Collected data entries
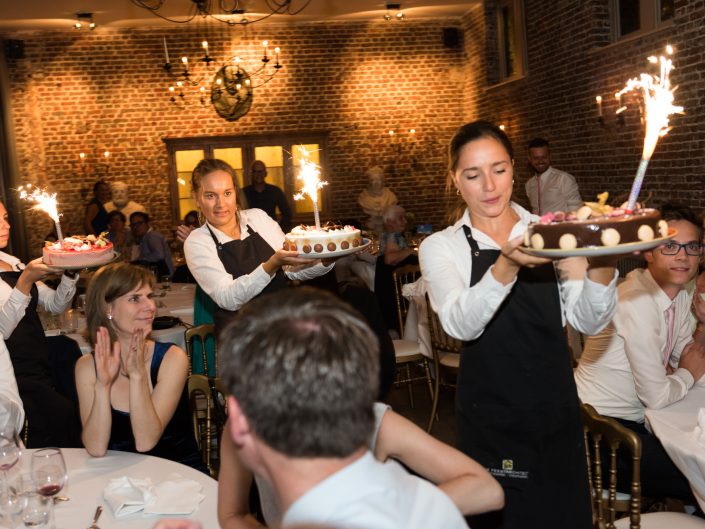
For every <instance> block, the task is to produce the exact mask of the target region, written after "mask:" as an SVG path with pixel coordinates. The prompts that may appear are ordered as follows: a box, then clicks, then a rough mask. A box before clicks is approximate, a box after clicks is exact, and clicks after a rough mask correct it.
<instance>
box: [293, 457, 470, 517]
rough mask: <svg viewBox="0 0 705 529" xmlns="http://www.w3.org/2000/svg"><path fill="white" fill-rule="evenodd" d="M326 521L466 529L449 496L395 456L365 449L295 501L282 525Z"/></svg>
mask: <svg viewBox="0 0 705 529" xmlns="http://www.w3.org/2000/svg"><path fill="white" fill-rule="evenodd" d="M307 524H315V525H318V524H320V525H325V526H331V527H335V528H337V529H430V528H443V529H466V528H467V524H466V523H465V520H464V518H463V517H462V515H461V514H460V512H459V511H458V509H457V507H456V506H455V505H454V504H453V502H452V501H451V500H450V498H449V497H448V496H447V495H446V494H445V493H444V492H442V491H441V490H440V489H438V488H437V487H436V486H435V485H432V484H431V483H429V482H427V481H425V480H423V479H421V478H419V477H416V476H412V475H410V474H409V473H407V472H406V470H404V469H403V468H402V467H401V465H399V464H398V463H396V462H394V461H389V462H387V463H380V462H378V461H376V460H375V459H374V457H373V456H372V454H371V453H370V452H367V453H366V454H365V455H364V456H362V457H361V458H359V459H358V460H356V461H355V462H353V463H352V464H350V465H348V466H347V467H345V468H344V469H342V470H340V471H338V472H336V473H335V474H333V475H331V476H329V477H328V478H327V479H325V480H324V481H322V482H320V483H319V484H317V485H316V486H314V487H313V488H312V489H310V490H309V491H308V492H307V493H306V494H304V495H303V496H301V497H300V498H299V499H298V500H296V501H295V502H294V503H293V504H292V505H291V507H290V508H289V510H288V511H287V512H286V513H285V514H284V518H283V520H282V527H283V528H284V529H286V528H287V527H294V526H297V525H307Z"/></svg>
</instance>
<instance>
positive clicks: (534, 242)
mask: <svg viewBox="0 0 705 529" xmlns="http://www.w3.org/2000/svg"><path fill="white" fill-rule="evenodd" d="M544 246H545V243H544V241H543V237H542V236H541V234H540V233H534V234H533V235H532V236H531V247H532V248H534V249H535V250H543V247H544Z"/></svg>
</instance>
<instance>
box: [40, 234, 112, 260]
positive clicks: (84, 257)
mask: <svg viewBox="0 0 705 529" xmlns="http://www.w3.org/2000/svg"><path fill="white" fill-rule="evenodd" d="M113 255H114V252H113V243H111V242H110V241H108V240H107V239H105V237H104V234H101V235H100V236H99V237H96V236H95V235H88V236H82V235H75V236H73V237H66V238H65V239H64V240H63V241H57V242H53V243H52V242H47V243H45V245H44V248H43V250H42V256H43V261H44V264H47V265H50V266H60V267H85V268H90V267H93V266H100V265H102V264H105V263H107V262H109V261H110V260H111V259H112V258H113Z"/></svg>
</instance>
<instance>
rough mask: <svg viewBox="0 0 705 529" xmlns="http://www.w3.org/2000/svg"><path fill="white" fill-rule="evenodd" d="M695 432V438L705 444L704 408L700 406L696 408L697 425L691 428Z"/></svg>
mask: <svg viewBox="0 0 705 529" xmlns="http://www.w3.org/2000/svg"><path fill="white" fill-rule="evenodd" d="M693 433H694V434H695V440H696V441H697V442H698V443H699V444H701V445H702V446H705V408H700V410H698V425H697V426H696V427H695V430H693Z"/></svg>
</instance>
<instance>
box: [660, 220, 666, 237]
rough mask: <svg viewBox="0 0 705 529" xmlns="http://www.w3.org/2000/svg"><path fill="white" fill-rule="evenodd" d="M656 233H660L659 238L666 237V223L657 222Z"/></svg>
mask: <svg viewBox="0 0 705 529" xmlns="http://www.w3.org/2000/svg"><path fill="white" fill-rule="evenodd" d="M658 231H659V233H661V237H668V222H666V221H665V220H663V219H661V220H660V221H658Z"/></svg>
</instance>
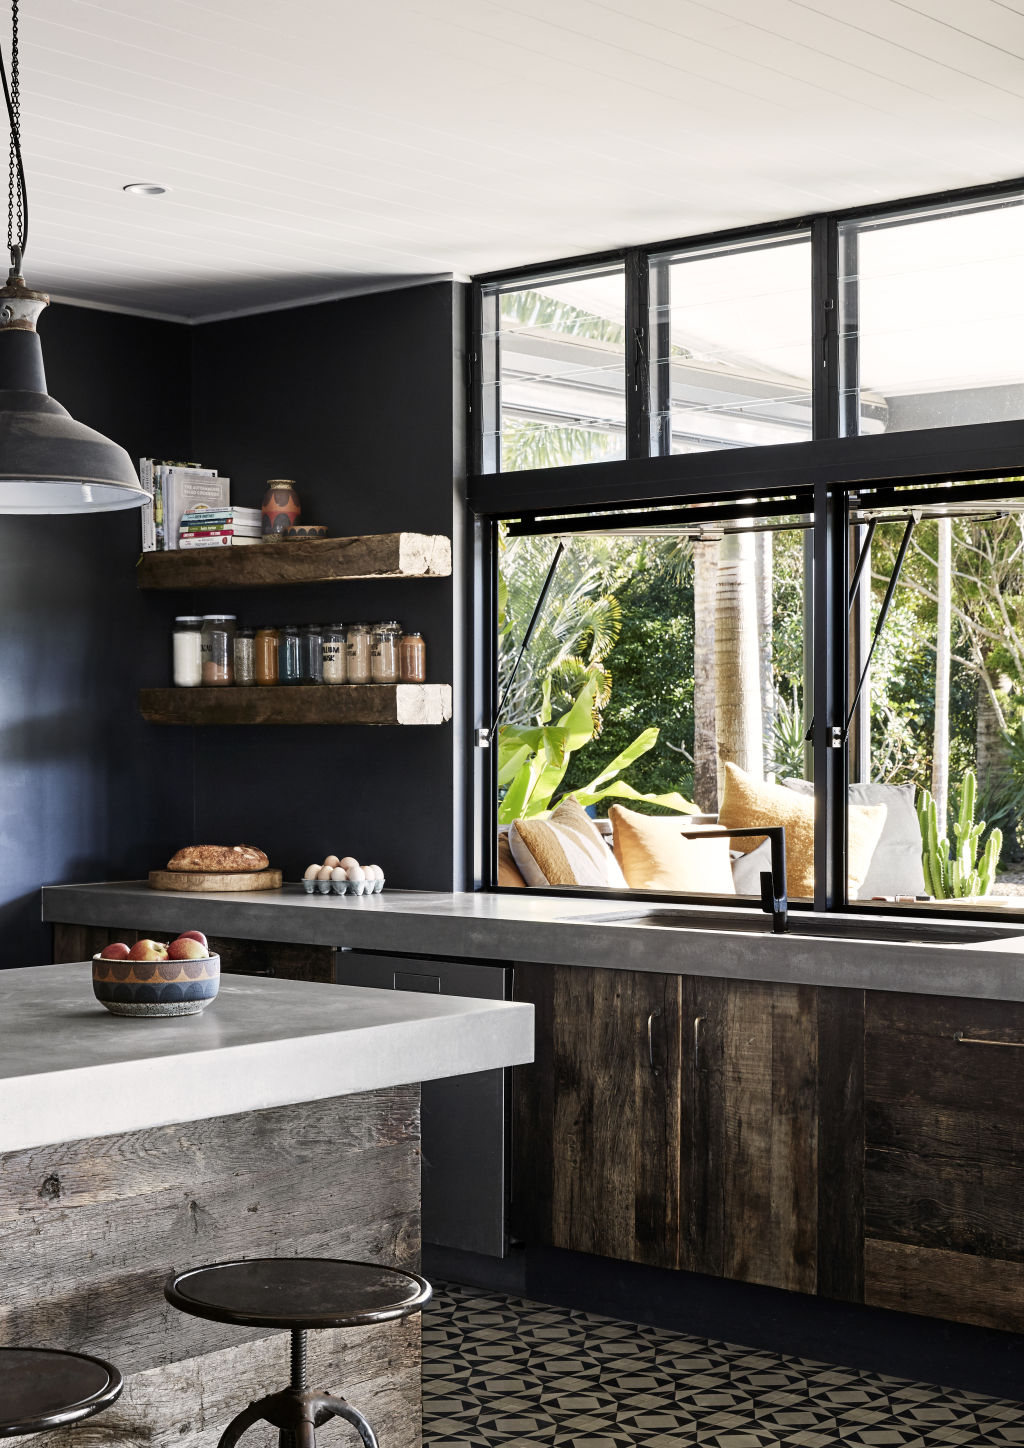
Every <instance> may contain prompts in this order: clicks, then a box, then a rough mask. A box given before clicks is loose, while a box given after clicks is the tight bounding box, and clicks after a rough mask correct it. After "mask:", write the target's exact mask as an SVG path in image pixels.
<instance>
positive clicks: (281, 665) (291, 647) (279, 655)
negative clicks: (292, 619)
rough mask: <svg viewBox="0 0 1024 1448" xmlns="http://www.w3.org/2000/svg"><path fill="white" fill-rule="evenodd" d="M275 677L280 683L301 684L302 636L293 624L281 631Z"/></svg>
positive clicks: (294, 624)
mask: <svg viewBox="0 0 1024 1448" xmlns="http://www.w3.org/2000/svg"><path fill="white" fill-rule="evenodd" d="M277 676H278V681H280V682H281V683H301V682H303V636H301V634H300V633H298V627H297V626H295V624H288V626H287V628H282V630H281V644H280V649H278V659H277Z"/></svg>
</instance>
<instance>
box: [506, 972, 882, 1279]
mask: <svg viewBox="0 0 1024 1448" xmlns="http://www.w3.org/2000/svg"><path fill="white" fill-rule="evenodd" d="M516 999H521V1001H532V1002H533V1005H534V1006H536V1012H537V1027H536V1057H534V1063H533V1064H532V1066H524V1067H517V1069H516V1072H514V1090H513V1100H514V1108H513V1109H514V1128H513V1231H514V1234H516V1235H517V1237H519V1238H520V1239H523V1241H526V1242H536V1244H546V1245H553V1247H563V1248H569V1250H574V1251H582V1253H594V1254H598V1255H605V1257H617V1258H620V1260H626V1261H637V1263H646V1264H650V1266H659V1267H682V1268H687V1270H691V1271H701V1273H710V1274H714V1276H724V1277H734V1279H740V1280H743V1281H755V1283H765V1284H769V1286H776V1287H786V1289H791V1290H797V1292H824V1293H828V1295H830V1296H839V1297H849V1299H852V1300H857V1299H859V1296H860V1293H862V1218H860V1192H859V1180H860V1151H862V1140H863V1138H862V1132H860V1118H859V1111H860V1044H862V1038H863V1035H862V1032H863V1022H862V1018H860V1008H862V996H860V995H859V993H857V992H843V990H820V989H814V988H810V986H789V985H766V983H759V982H742V980H740V982H736V980H713V979H702V977H692V976H685V977H679V976H668V975H655V973H642V972H631V970H598V969H587V967H568V966H534V964H532V966H517V967H516ZM846 1179H849V1182H850V1183H853V1184H855V1186H853V1190H850V1189H849V1186H843V1187H840V1186H839V1182H840V1180H846Z"/></svg>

**Activity**:
Print the records above exactly, minus pictures.

**Result**:
For every <instance> block, the task is to produce the exact mask of the target region, written after "mask:" as an SVG path with pixel coordinates. The prompts that may appear are ordered as follows: a box, then clicks, then a rough mask. A box before clicks is approximate, a box after clicks is exact, and clicks after a rough mask correct it.
<instance>
box: [293, 457, 470, 517]
rough mask: <svg viewBox="0 0 705 529" xmlns="http://www.w3.org/2000/svg"><path fill="white" fill-rule="evenodd" d="M326 521L466 529L449 496L395 456L365 449L295 501L282 525Z"/></svg>
mask: <svg viewBox="0 0 705 529" xmlns="http://www.w3.org/2000/svg"><path fill="white" fill-rule="evenodd" d="M307 524H315V525H318V524H320V525H325V526H331V527H335V528H337V529H430V528H443V529H466V528H467V524H466V523H465V520H464V518H463V517H462V515H461V514H460V512H459V511H458V509H457V507H456V506H455V505H454V504H453V502H452V501H451V500H450V498H449V497H448V496H447V495H446V494H445V493H444V492H442V491H441V490H440V489H438V488H437V487H436V486H435V485H432V484H431V483H429V482H427V481H425V480H423V479H421V478H419V477H416V476H412V475H410V474H409V473H407V472H406V470H404V469H403V468H402V467H401V465H399V464H398V463H396V462H394V461H389V462H387V463H380V462H378V461H376V460H375V459H374V457H373V456H372V454H371V453H370V452H367V453H366V454H365V455H364V456H362V457H361V458H359V459H358V460H356V461H355V462H353V463H352V464H350V465H348V466H347V467H345V468H344V469H342V470H340V471H338V472H336V473H335V474H333V475H331V476H329V477H328V478H327V479H325V480H324V481H322V482H320V483H319V484H317V485H316V486H314V487H313V488H312V489H310V490H309V491H308V492H307V493H306V494H304V495H303V496H301V497H300V498H299V499H298V500H296V501H295V502H294V503H293V504H292V505H291V507H290V508H289V510H288V511H287V512H286V513H285V514H284V518H283V520H282V527H283V528H284V529H286V528H287V527H294V526H297V525H307Z"/></svg>
</instance>
<instance>
positive clicks: (534, 242)
mask: <svg viewBox="0 0 705 529" xmlns="http://www.w3.org/2000/svg"><path fill="white" fill-rule="evenodd" d="M544 246H545V243H544V241H543V237H542V236H541V234H540V233H534V234H533V235H532V236H531V247H532V248H534V249H535V250H543V247H544Z"/></svg>
</instance>
<instance>
box: [40, 234, 112, 260]
positive clicks: (84, 257)
mask: <svg viewBox="0 0 705 529" xmlns="http://www.w3.org/2000/svg"><path fill="white" fill-rule="evenodd" d="M113 255H114V252H113V243H111V242H110V241H108V240H107V239H105V237H104V234H101V235H100V236H99V237H96V236H95V235H88V236H82V235H75V236H73V237H66V238H65V239H64V240H63V241H57V242H53V243H52V242H47V243H45V245H44V248H43V250H42V256H43V261H44V264H47V265H50V266H60V267H85V268H90V267H93V266H100V265H102V264H105V263H107V262H109V261H110V260H111V259H112V258H113Z"/></svg>
</instance>
<instance>
rough mask: <svg viewBox="0 0 705 529" xmlns="http://www.w3.org/2000/svg"><path fill="white" fill-rule="evenodd" d="M695 432V438L705 444L704 408L700 406L696 408L697 425L691 428Z"/></svg>
mask: <svg viewBox="0 0 705 529" xmlns="http://www.w3.org/2000/svg"><path fill="white" fill-rule="evenodd" d="M693 433H694V434H695V440H696V441H697V442H698V443H699V444H701V445H702V446H705V408H700V410H698V425H697V426H696V427H695V430H693Z"/></svg>
</instance>
<instance>
box: [660, 220, 666, 237]
rough mask: <svg viewBox="0 0 705 529" xmlns="http://www.w3.org/2000/svg"><path fill="white" fill-rule="evenodd" d="M656 233H660L659 238L666 237V223L657 222Z"/></svg>
mask: <svg viewBox="0 0 705 529" xmlns="http://www.w3.org/2000/svg"><path fill="white" fill-rule="evenodd" d="M658 231H659V233H661V237H668V222H666V221H665V220H663V219H661V220H660V221H658Z"/></svg>
</instance>
Every <instance> may contain prompts in this order: clicks, then a box, then a rough mask. A box given before clicks is loose, while a box given after clicks is the tight bounding box, and clicks after a rough mask correct it. After "mask:", write the target's exact mask as an SVG path in image pixels.
<instance>
positive clicks: (281, 665) (291, 647) (279, 655)
negative clicks: (292, 619)
rough mask: <svg viewBox="0 0 1024 1448" xmlns="http://www.w3.org/2000/svg"><path fill="white" fill-rule="evenodd" d="M275 677L280 683L301 684L302 636L293 624L281 631Z"/></svg>
positive clicks: (294, 624)
mask: <svg viewBox="0 0 1024 1448" xmlns="http://www.w3.org/2000/svg"><path fill="white" fill-rule="evenodd" d="M277 676H278V681H280V682H281V683H301V682H303V636H301V634H300V633H298V627H297V626H295V624H288V626H287V628H282V630H281V644H280V649H278V659H277Z"/></svg>
</instance>
<instance>
box: [506, 972, 882, 1279]
mask: <svg viewBox="0 0 1024 1448" xmlns="http://www.w3.org/2000/svg"><path fill="white" fill-rule="evenodd" d="M516 999H521V1001H532V1002H533V1005H534V1006H536V1012H537V1027H536V1057H534V1063H533V1064H532V1066H524V1067H517V1069H516V1072H514V1090H513V1100H514V1108H513V1109H514V1128H513V1231H514V1234H516V1235H517V1237H519V1238H520V1239H523V1241H526V1242H536V1244H546V1245H553V1247H563V1248H569V1250H574V1251H582V1253H594V1254H598V1255H605V1257H617V1258H620V1260H626V1261H637V1263H646V1264H650V1266H659V1267H682V1268H687V1270H691V1271H701V1273H710V1274H714V1276H724V1277H734V1279H740V1280H743V1281H755V1283H765V1284H769V1286H776V1287H786V1289H791V1290H797V1292H824V1293H828V1295H830V1296H839V1297H849V1299H852V1300H857V1299H859V1296H860V1293H862V1218H860V1192H859V1180H860V1151H862V1140H863V1138H862V1132H860V1118H859V1111H860V1044H862V1038H863V1035H862V1032H863V1022H862V1018H860V1008H862V996H860V995H859V993H857V992H843V990H820V989H814V988H810V986H789V985H766V983H759V982H742V980H740V982H736V980H713V979H702V977H692V976H685V977H679V976H668V975H655V973H642V972H631V970H598V969H587V967H568V966H534V964H532V966H517V967H516ZM846 1179H849V1182H850V1183H853V1184H855V1186H853V1190H850V1189H849V1186H843V1187H840V1186H839V1182H840V1180H846Z"/></svg>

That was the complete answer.